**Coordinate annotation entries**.
--------------------------------------------------

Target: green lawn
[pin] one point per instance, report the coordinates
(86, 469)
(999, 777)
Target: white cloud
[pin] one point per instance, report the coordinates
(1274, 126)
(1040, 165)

--------------------------------------------------

**EXERCISE OBJECTIVE**.
Render every line of the items above as a JSON list of strings, one string per line, with blank lines omitted.

**FINAL RESULT**.
[
  "Target: green lawn",
  "[pin] one point per instance, report the coordinates",
  "(86, 469)",
  "(999, 777)",
  "Target: white cloud",
  "[pin] one point per instance, report the coordinates",
  "(1274, 126)",
  "(1040, 165)"
]